Segment Start: Information supplied
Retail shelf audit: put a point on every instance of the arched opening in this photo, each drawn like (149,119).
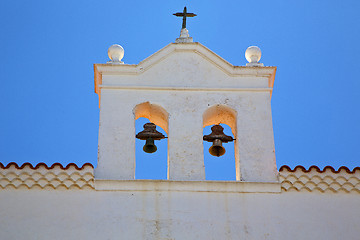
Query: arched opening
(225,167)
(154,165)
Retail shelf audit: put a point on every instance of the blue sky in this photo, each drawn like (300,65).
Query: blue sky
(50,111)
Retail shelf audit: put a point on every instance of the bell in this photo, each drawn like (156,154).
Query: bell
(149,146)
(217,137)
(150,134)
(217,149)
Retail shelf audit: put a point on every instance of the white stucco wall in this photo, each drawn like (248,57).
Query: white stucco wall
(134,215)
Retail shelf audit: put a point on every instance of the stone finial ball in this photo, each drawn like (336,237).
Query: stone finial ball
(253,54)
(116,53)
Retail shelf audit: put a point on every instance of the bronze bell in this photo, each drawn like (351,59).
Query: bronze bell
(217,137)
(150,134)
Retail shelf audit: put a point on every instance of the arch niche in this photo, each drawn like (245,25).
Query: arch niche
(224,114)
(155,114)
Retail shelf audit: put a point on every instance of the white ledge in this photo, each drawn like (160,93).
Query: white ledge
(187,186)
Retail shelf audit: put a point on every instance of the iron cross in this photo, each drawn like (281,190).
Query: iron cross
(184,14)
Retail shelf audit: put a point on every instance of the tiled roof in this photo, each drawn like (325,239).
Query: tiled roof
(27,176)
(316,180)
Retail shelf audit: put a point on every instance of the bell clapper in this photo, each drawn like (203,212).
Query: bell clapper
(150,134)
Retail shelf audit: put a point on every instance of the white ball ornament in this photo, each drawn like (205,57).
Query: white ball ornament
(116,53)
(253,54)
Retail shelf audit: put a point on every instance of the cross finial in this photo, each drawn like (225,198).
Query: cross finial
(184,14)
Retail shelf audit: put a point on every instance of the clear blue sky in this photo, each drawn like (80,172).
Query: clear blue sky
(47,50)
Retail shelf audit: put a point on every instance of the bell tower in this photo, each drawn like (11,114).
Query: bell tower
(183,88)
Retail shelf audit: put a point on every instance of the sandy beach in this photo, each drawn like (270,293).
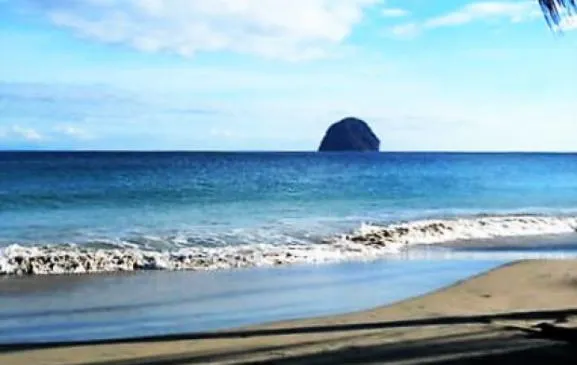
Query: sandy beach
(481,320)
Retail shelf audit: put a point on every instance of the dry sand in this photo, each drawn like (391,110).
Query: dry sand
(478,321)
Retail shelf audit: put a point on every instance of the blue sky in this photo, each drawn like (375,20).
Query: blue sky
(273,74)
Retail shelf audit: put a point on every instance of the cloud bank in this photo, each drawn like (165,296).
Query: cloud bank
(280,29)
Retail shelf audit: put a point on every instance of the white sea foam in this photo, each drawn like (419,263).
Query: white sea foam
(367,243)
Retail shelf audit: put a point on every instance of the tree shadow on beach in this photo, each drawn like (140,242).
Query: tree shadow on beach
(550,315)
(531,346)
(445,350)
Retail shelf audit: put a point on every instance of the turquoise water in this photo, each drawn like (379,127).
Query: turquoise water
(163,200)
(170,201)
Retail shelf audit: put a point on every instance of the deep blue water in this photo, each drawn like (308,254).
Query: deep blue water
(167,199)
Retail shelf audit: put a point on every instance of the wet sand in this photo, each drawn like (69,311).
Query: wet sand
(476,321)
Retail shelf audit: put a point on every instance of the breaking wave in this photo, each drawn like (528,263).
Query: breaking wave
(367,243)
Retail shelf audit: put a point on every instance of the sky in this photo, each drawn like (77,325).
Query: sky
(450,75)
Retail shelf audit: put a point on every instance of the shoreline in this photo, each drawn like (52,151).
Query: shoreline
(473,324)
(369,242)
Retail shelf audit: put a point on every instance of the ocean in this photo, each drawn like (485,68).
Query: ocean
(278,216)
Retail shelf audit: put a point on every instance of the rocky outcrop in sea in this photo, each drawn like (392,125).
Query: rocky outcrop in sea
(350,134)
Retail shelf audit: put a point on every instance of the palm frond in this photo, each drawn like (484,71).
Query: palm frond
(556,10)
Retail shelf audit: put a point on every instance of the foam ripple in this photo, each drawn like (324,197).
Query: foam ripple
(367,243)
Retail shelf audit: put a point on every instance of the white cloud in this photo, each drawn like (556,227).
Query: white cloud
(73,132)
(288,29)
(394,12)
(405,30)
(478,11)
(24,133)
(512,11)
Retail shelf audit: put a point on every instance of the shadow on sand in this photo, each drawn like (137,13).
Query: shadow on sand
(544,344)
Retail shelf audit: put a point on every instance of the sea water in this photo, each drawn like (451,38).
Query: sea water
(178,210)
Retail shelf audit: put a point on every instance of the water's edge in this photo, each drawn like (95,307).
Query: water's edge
Segment End: Information supplied
Exercise instructions: For this exercise, return exactly the lines above from the line with "drawn like (80,172)." through the line with "drawn like (140,242).", both included. Do not copy the pictures.

Exercise answer:
Retail shelf audit: put a point on every instance of the clear blue sky in this photo, each drawn like (80,172).
Query: clear blue sky
(47,50)
Retail shelf audit: put a point on every instance of the bell tower in this photo, each drawn like (11,114).
Query: bell tower
(183,88)
Retail shelf audit: put a point on every instance of the sandy beach in this photo, each drawn like (270,293).
Query: sandy beach
(481,320)
Retail shelf audit: put a point on every instance of the dry sand in this photo, each drawn like (391,110).
Query: dry sand
(478,321)
Retail shelf audit: put a point on every instance of the blue sky in this photo, each drawn like (375,20).
Query: blue sky
(273,74)
Retail shelf audit: put a point on every instance of the cloud bank in this photo, each drawn like (165,296).
Query: cloud bank
(280,29)
Retail shelf audit: put a point on every instance of the white sea foam in this photo, each drawn like (419,263).
Query: white sea foam
(367,243)
Retail shelf audit: put a point on every instance of the tree shadow on beach in this photo, each drawn like (140,242).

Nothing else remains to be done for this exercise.